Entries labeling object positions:
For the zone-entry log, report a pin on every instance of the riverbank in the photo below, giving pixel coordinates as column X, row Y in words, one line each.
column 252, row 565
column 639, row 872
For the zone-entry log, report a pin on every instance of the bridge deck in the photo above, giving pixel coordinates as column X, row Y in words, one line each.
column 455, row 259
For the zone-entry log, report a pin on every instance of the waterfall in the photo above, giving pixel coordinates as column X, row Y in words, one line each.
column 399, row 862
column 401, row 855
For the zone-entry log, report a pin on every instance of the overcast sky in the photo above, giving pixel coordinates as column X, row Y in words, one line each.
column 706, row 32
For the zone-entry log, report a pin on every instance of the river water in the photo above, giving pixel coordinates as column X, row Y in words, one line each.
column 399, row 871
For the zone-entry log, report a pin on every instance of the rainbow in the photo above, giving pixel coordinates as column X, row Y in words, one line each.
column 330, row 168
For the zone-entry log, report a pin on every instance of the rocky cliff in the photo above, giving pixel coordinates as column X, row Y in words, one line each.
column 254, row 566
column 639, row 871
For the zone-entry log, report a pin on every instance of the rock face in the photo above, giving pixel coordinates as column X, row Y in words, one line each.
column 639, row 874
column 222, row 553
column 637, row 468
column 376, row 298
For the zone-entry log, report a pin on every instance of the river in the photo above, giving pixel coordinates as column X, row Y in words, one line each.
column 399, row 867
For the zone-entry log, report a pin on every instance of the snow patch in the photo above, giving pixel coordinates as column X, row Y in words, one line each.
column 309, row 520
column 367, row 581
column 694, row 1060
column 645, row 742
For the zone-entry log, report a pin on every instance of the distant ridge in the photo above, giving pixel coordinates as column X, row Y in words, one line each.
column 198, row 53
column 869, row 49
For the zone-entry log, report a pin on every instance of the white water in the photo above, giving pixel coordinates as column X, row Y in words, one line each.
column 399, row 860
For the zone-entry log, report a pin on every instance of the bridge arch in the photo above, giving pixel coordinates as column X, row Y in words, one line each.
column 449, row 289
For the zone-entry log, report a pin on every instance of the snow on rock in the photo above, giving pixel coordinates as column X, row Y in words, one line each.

Work to do: Copy out verbatim the stretch of entries from the line containing "the bridge arch" through the end of the entries.

Final answer:
For the zone-entry log, report a pin on every instance of the bridge arch in the photo above, giving pixel coordinates as column X, row Y in words, one line each.
column 449, row 289
For the zone-entry log, report a pin on every instance of the snow on rock in the photo above, giving pixel coordinates as column X, row Y in words, one line each.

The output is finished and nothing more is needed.